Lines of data
* BEGIN *
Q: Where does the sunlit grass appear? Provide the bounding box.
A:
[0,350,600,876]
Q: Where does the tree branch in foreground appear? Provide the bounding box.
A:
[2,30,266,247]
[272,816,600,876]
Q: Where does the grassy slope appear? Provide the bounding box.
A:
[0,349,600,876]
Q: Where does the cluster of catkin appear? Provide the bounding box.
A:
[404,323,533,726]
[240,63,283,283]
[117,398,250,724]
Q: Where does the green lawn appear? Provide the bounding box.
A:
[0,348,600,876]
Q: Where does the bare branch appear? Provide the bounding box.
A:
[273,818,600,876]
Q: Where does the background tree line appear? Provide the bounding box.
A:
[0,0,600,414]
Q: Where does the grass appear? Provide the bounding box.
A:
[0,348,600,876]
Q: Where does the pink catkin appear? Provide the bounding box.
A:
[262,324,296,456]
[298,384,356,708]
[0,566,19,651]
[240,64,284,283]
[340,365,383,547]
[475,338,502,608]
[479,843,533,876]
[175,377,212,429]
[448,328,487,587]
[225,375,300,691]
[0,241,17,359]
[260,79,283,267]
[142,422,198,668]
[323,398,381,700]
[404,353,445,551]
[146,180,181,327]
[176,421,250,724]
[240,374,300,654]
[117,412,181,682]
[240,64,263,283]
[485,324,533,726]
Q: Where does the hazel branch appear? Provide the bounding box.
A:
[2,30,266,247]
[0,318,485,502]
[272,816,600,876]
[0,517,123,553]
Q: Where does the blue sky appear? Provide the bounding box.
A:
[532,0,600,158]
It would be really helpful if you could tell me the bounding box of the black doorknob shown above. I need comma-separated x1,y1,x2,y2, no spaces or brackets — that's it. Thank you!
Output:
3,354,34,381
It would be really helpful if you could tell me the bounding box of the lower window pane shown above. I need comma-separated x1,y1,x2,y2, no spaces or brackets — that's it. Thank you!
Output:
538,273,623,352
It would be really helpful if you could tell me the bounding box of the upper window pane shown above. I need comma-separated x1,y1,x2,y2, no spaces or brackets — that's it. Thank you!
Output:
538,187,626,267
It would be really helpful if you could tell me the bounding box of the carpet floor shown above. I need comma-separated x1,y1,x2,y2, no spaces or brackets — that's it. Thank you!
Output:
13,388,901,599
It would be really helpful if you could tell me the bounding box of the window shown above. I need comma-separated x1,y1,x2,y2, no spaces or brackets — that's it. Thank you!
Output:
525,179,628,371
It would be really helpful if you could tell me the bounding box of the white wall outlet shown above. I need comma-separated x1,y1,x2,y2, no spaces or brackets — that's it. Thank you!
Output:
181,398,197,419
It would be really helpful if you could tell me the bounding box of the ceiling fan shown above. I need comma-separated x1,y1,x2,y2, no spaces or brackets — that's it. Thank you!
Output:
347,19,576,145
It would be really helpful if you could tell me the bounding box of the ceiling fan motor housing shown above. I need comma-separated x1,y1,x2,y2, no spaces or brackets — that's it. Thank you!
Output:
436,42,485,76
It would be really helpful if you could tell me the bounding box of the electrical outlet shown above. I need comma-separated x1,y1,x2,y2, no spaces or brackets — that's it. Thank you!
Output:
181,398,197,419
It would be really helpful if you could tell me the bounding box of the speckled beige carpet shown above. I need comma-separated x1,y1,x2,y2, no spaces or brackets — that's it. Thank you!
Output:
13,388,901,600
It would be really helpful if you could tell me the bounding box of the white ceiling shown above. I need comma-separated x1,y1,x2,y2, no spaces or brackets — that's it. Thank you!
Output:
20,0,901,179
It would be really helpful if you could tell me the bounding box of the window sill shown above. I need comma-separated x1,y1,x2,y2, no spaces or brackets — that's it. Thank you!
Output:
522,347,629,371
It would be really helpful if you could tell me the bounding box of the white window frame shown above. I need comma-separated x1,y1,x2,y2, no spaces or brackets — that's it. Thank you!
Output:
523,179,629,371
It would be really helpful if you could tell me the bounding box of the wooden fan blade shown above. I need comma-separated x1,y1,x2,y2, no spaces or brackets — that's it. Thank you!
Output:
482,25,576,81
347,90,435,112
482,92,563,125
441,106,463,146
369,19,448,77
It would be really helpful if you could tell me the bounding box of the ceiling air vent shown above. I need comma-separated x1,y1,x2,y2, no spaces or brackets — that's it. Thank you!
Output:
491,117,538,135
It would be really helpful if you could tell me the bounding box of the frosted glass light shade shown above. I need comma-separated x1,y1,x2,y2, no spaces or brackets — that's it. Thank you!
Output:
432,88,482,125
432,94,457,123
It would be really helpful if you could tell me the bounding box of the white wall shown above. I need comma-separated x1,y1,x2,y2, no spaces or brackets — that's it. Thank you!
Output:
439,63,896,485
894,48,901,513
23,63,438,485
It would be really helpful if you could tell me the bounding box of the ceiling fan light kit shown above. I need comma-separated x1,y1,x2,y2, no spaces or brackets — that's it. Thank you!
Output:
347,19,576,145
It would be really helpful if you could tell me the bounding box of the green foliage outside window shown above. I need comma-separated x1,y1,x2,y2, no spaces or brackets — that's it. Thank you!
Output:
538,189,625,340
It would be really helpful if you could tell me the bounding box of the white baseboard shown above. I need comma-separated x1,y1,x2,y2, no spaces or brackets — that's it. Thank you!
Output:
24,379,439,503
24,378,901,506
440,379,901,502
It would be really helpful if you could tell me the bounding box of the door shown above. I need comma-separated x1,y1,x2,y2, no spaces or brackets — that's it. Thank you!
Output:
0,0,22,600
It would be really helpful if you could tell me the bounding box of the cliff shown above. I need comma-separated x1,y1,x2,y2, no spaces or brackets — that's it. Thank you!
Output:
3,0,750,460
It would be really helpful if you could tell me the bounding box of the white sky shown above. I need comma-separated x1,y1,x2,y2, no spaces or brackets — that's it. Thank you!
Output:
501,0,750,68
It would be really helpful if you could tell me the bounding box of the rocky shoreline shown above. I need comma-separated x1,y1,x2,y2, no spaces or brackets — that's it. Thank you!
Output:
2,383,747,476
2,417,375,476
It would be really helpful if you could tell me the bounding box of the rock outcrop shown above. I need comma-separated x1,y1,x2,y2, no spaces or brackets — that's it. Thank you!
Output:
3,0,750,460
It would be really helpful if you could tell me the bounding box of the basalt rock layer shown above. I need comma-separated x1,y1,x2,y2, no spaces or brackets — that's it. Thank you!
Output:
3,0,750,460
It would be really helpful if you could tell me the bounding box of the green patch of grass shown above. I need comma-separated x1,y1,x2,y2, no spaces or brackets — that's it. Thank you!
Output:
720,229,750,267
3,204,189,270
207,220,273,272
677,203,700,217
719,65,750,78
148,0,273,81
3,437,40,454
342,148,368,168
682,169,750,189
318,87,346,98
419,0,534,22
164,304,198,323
* END *
**PROBLEM REQUIREMENTS**
Could you lay out every row above as a Markdown table with two columns, No. and Line, numbering them in order and leaving out any blank lines?

**RESULT**
| No. | Line |
|---|---|
| 1 | Q: Where does the sunlit grass appear? Provide the bounding box. |
| 2 | A: |
| 3 | [0,350,600,876] |
| 4 | Q: Where does the tree branch in foreground appear? Provide the bounding box. |
| 5 | A: |
| 6 | [2,30,266,247] |
| 7 | [272,816,600,876] |
| 8 | Q: Where does the grassy slope appear? Provide the bounding box. |
| 9 | A: |
| 10 | [0,349,600,876] |
| 11 | Q: Where does the cluster of catkin appear? Provide the bounding box. |
| 12 | A: |
| 13 | [404,323,533,726] |
| 14 | [240,63,283,283] |
| 15 | [117,398,250,724] |
| 16 | Q: Where does the green lawn appear? Provide the bounding box. |
| 17 | A: |
| 18 | [0,348,600,876] |
| 19 | Q: Where does the bare branch appear? Provide the bounding box. |
| 20 | A: |
| 21 | [273,818,600,876] |
| 22 | Q: Where does the background tree line appear? Provide the bounding box. |
| 23 | A: |
| 24 | [0,0,600,414] |
| 25 | Q: Where does the grass appear? Provide the bounding box. |
| 26 | A: |
| 27 | [0,348,600,876] |
| 28 | Q: Where does the pink catkin appear? Provide the bounding box. |
| 29 | A: |
| 30 | [262,324,296,456] |
| 31 | [298,384,356,708] |
| 32 | [0,566,19,651] |
| 33 | [240,64,284,283] |
| 34 | [340,365,383,547] |
| 35 | [475,338,502,608] |
| 36 | [479,843,533,876] |
| 37 | [175,377,212,429] |
| 38 | [448,328,487,587] |
| 39 | [225,375,300,691] |
| 40 | [0,241,17,359] |
| 41 | [260,79,283,267] |
| 42 | [142,422,198,668] |
| 43 | [323,398,381,700] |
| 44 | [404,353,445,551] |
| 45 | [146,180,181,327] |
| 46 | [176,421,250,724] |
| 47 | [240,374,300,654] |
| 48 | [117,412,181,682] |
| 49 | [240,64,263,283] |
| 50 | [485,324,533,726] |
| 51 | Q: Where does the hazel branch appear? Provide the bounding box. |
| 52 | A: |
| 53 | [2,30,266,247] |
| 54 | [0,318,485,502] |
| 55 | [272,816,600,876] |
| 56 | [0,517,123,553] |
| 57 | Q: Where does the blue sky appear? Provide the bounding box. |
| 58 | A: |
| 59 | [532,0,600,158] |
| 60 | It would be really helpful if you could tell me the bounding box of the black doorknob shown above. I need comma-separated x1,y1,x2,y2, no spaces or brackets — that's it. Thank you! |
| 61 | Output: |
| 62 | 3,354,34,381 |
| 63 | It would be really helpful if you could tell me the bounding box of the lower window pane shown above. I need comma-separated x1,y1,x2,y2, no spaces or brackets — that's it. Thank you! |
| 64 | Output: |
| 65 | 538,273,623,352 |
| 66 | It would be really helpful if you could tell me the bounding box of the upper window pane shown above. I need comma-separated x1,y1,x2,y2, no spaces or brackets — that's it. Thank you! |
| 67 | Output: |
| 68 | 538,187,626,267 |
| 69 | It would be really helpful if you could tell me the bounding box of the carpet floor shown above. I need comma-separated x1,y1,x2,y2, no spaces or brackets — that's it. Thank you! |
| 70 | Output: |
| 71 | 13,388,901,599 |
| 72 | It would be really helpful if you could tell me the bounding box of the window shown above. I need comma-separated x1,y1,x2,y2, no spaces or brackets — that's it. Thank you! |
| 73 | Output: |
| 74 | 525,179,628,371 |
| 75 | It would be really helpful if you could tell me the bounding box of the white wall outlet shown above. I need comma-separated x1,y1,x2,y2, no spaces or brackets — that's it. Thank you! |
| 76 | Output: |
| 77 | 181,398,197,419 |
| 78 | It would be really helpful if you could tell me the bounding box of the ceiling fan shown above. I need comma-separated x1,y1,x2,y2, no spaces or brackets — that's it. Thank you! |
| 79 | Output: |
| 80 | 347,19,576,145 |
| 81 | It would be really helpful if you could tell me the bounding box of the ceiling fan motor housing shown above. I need comma-separated x1,y1,x2,y2, no spaces or brackets — that's it. Thank you! |
| 82 | Output: |
| 83 | 436,42,485,76 |
| 84 | It would be really helpful if you could tell me the bounding box of the electrical outlet shown above. I need comma-separated x1,y1,x2,y2, no spaces or brackets — that's it. Thank you! |
| 85 | Output: |
| 86 | 181,398,197,419 |
| 87 | It would be really helpful if you could tell me the bounding box of the speckled beige carpet shown above. I need comma-separated x1,y1,x2,y2, no spaces or brackets — that's it. Thank you! |
| 88 | Output: |
| 89 | 13,388,901,600 |
| 90 | It would be really helpful if you could tell me the bounding box of the white ceiling shown above. I need comma-separated x1,y1,x2,y2, no spaces or brackets — that's it. Thank you! |
| 91 | Output: |
| 92 | 20,0,901,179 |
| 93 | It would be really helpful if you could tell me the bounding box of the window sill shown above. I need comma-separated x1,y1,x2,y2, no spaces or brackets — that's it. Thank you! |
| 94 | Output: |
| 95 | 522,347,629,371 |
| 96 | It would be really helpful if you could tell me the bounding box of the white window frame shown above. I need comma-separated x1,y1,x2,y2, no spaces or brackets — that's it. Thank you! |
| 97 | Output: |
| 98 | 523,179,629,371 |
| 99 | It would be really helpful if you could tell me the bounding box of the wooden fan blade shown above. I need comma-separated x1,y1,x2,y2, no spaces or brackets — that's it. Thank you! |
| 100 | Output: |
| 101 | 482,25,576,81 |
| 102 | 347,90,435,112 |
| 103 | 482,92,563,125 |
| 104 | 441,106,463,146 |
| 105 | 369,19,448,77 |
| 106 | It would be really helpful if you could tell me the bounding box of the ceiling air vent shown above. I need comma-separated x1,y1,x2,y2, no spaces or brackets — that's it. Thank you! |
| 107 | Output: |
| 108 | 491,117,538,135 |
| 109 | It would be really helpful if you could tell me the bounding box of the frosted glass light shade shown above. I need comma-separated x1,y1,x2,y2, no spaces or brackets — that's it. Thank you! |
| 110 | Output: |
| 111 | 432,88,482,125 |
| 112 | 432,94,457,123 |
| 113 | It would be really helpful if you could tell me the bounding box of the white wall shown above. I need comma-separated x1,y1,x2,y2, no spaces or brackets — that's it. Thank you! |
| 114 | Output: |
| 115 | 439,63,896,485 |
| 116 | 894,48,901,513 |
| 117 | 23,63,438,485 |
| 118 | It would be really helpful if you could tell me the bounding box of the ceiling fan light kit shown above. I need comma-separated x1,y1,x2,y2, no spaces or brackets — that's it. Thank you! |
| 119 | Output: |
| 120 | 347,19,576,145 |
| 121 | It would be really helpful if you could tell me the bounding box of the green foliage outside window shown above. I need comma-separated x1,y1,x2,y2, no spaces or brackets — that's it. Thank you! |
| 122 | Output: |
| 123 | 538,189,625,340 |
| 124 | It would be really helpful if you could tell me the bounding box of the white baseboard shown above. I need comma-separated x1,y1,x2,y2, no spaces or brackets — that's it. Thank you! |
| 125 | Output: |
| 126 | 24,379,439,503 |
| 127 | 24,378,901,506 |
| 128 | 440,379,901,502 |
| 129 | It would be really helpful if you could tell me the bounding box of the door shown above. I need comma-separated x1,y1,x2,y2, no spaces or brackets — that's it. Thank you! |
| 130 | Output: |
| 131 | 0,0,22,600 |
| 132 | It would be really helpful if you could tell me the bounding box of the cliff shown above. I need comma-separated x1,y1,x2,y2, no spaces or brackets — that's it. Thank you! |
| 133 | Output: |
| 134 | 3,0,750,460 |
| 135 | It would be really helpful if you could tell me the bounding box of the white sky shown above. I need comma-separated x1,y1,x2,y2, no spaces or brackets — that's it. Thank you! |
| 136 | Output: |
| 137 | 501,0,750,68 |
| 138 | It would be really helpful if you could tell me the bounding box of the rocky shoreline shown above. I need comma-separated x1,y1,x2,y2, no spaces or brackets — that's it. Thank you! |
| 139 | Output: |
| 140 | 2,383,747,476 |
| 141 | 2,417,375,476 |
| 142 | It would be really helpful if you could tell me the bounding box of the rock outcrop shown above. I need comma-separated x1,y1,x2,y2, no spaces or brackets — that's it. Thank you! |
| 143 | Output: |
| 144 | 3,0,750,460 |
| 145 | It would be really helpful if you could tell me the bounding box of the basalt rock layer shown above. I need comma-separated x1,y1,x2,y2, no spaces or brackets — that's it. Thank you! |
| 146 | Output: |
| 147 | 3,0,750,460 |
| 148 | It would be really helpful if you could tell me the bounding box of the green patch of grass shown above. I need comma-separated x1,y1,x2,y2, no spaces or brackets — that's it. Thank you! |
| 149 | Output: |
| 150 | 720,229,750,267 |
| 151 | 3,204,189,270 |
| 152 | 207,220,273,272 |
| 153 | 677,203,700,217 |
| 154 | 719,65,750,78 |
| 155 | 148,0,273,81 |
| 156 | 3,437,40,454 |
| 157 | 342,148,368,168 |
| 158 | 682,169,750,189 |
| 159 | 318,87,346,98 |
| 160 | 419,0,534,22 |
| 161 | 164,304,198,323 |